Directions:
The complete listing should be restated exactly.

::::::

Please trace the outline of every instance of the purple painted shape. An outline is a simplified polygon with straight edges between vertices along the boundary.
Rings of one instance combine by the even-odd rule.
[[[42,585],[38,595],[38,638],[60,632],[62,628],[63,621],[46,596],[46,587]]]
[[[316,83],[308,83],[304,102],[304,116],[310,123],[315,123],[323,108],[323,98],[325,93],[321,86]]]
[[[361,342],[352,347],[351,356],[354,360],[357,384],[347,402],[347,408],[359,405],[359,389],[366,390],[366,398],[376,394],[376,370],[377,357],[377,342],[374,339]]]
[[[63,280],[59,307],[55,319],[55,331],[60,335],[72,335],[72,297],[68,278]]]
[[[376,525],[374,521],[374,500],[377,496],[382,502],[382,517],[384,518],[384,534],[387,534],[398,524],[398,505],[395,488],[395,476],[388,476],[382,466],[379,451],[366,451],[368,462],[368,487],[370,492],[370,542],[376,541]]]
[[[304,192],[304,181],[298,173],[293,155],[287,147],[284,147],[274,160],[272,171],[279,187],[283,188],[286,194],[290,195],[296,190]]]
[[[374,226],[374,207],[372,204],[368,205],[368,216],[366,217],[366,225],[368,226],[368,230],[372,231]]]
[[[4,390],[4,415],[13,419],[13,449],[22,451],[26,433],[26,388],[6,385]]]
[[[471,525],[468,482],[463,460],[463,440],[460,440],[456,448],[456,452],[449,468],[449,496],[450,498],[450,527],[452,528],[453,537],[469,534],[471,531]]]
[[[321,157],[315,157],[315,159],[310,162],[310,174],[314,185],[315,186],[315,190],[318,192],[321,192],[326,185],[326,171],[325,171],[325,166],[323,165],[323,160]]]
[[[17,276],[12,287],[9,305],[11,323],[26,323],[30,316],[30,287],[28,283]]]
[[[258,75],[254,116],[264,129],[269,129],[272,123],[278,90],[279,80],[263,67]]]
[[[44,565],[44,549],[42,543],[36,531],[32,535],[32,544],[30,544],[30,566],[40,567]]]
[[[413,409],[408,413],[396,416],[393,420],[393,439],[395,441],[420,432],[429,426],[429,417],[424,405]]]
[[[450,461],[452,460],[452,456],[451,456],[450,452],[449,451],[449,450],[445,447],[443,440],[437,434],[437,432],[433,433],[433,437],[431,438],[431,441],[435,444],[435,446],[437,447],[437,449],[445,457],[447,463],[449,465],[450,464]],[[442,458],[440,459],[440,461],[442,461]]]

::::::

Response to the exercise:
Please trace the outline of every instance of the purple painted shape. An outline is a simplified polygon with straight edges between vertices along the boundary.
Rings of one instance combine by the even-odd rule.
[[[42,585],[38,595],[38,638],[60,632],[62,628],[63,621],[46,596],[46,587]]]
[[[316,83],[308,83],[304,102],[304,116],[310,123],[315,123],[323,108],[323,98],[325,93],[321,86]]]
[[[361,342],[352,347],[351,356],[354,360],[357,384],[347,402],[347,408],[359,405],[359,389],[366,390],[366,398],[376,394],[376,370],[377,357],[377,342],[374,339]]]
[[[63,280],[59,307],[55,319],[55,331],[60,335],[72,335],[72,297],[68,278]]]
[[[376,525],[374,521],[374,500],[377,496],[382,502],[382,517],[384,518],[384,534],[387,534],[398,524],[398,505],[395,488],[395,476],[388,476],[382,466],[379,451],[366,451],[368,462],[368,487],[370,492],[370,542],[376,541]]]
[[[304,192],[304,181],[298,173],[293,155],[287,147],[284,147],[274,160],[272,171],[279,187],[283,188],[286,194],[290,195],[296,190]]]
[[[374,226],[374,207],[372,204],[368,205],[368,216],[366,217],[366,225],[368,226],[368,230],[372,231]]]
[[[4,390],[4,415],[13,419],[13,449],[22,451],[26,433],[26,388],[6,385]]]
[[[471,525],[468,482],[463,460],[463,440],[460,440],[456,448],[456,452],[449,468],[449,496],[450,498],[450,527],[452,528],[453,537],[469,534],[471,531]]]
[[[321,157],[315,157],[315,159],[310,162],[310,174],[314,185],[315,186],[315,190],[318,192],[321,192],[326,185],[326,171],[325,171],[325,166],[323,165],[323,160]]]
[[[17,276],[12,287],[9,305],[11,323],[26,323],[30,316],[30,287],[28,283]]]
[[[258,75],[254,116],[264,129],[269,129],[272,123],[278,90],[279,80],[263,67]]]
[[[44,565],[44,549],[42,543],[36,531],[32,535],[32,544],[30,544],[30,566],[40,567]]]
[[[413,409],[408,413],[396,416],[393,420],[393,439],[395,441],[420,432],[429,426],[429,417],[424,405]]]
[[[450,461],[452,460],[452,456],[451,456],[450,452],[449,451],[449,450],[445,447],[443,440],[437,434],[437,432],[433,433],[433,437],[431,438],[431,441],[435,444],[435,446],[437,447],[437,449],[445,457],[447,463],[449,465],[450,464]],[[442,458],[440,459],[440,461],[442,461]]]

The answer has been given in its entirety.